• **STATED TASK**
From the entries below, copy out every line that contains the word "green".

• **DATASET**
************

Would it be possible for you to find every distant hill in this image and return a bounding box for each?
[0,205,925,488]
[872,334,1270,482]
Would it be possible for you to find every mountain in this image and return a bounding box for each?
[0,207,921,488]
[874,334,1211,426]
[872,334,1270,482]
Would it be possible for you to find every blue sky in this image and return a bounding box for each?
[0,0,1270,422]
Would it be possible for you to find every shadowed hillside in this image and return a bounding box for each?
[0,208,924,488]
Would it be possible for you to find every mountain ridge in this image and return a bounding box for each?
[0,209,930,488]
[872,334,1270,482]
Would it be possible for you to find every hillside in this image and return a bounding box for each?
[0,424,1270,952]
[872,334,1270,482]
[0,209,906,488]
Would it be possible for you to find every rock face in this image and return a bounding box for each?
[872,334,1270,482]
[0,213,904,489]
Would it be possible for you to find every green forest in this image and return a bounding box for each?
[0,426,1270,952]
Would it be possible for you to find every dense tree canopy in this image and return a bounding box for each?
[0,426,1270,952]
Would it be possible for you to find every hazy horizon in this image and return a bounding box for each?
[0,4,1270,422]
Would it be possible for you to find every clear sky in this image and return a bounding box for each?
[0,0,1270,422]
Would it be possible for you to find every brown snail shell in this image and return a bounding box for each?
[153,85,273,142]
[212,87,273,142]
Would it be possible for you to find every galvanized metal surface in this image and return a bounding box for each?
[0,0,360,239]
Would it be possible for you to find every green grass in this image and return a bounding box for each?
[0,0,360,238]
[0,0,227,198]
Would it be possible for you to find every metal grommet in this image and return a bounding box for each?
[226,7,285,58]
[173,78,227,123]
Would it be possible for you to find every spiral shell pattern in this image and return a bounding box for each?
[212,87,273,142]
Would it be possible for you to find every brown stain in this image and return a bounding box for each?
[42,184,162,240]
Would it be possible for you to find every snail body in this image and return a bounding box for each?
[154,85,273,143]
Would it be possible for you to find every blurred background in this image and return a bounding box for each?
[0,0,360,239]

************

• **RESULT OF THE EXERCISE**
Would it be possible for you to find every green forest in this image and return a bounding box for each?
Would it be possible for you to find every green grass in this image and return a bounding box for each?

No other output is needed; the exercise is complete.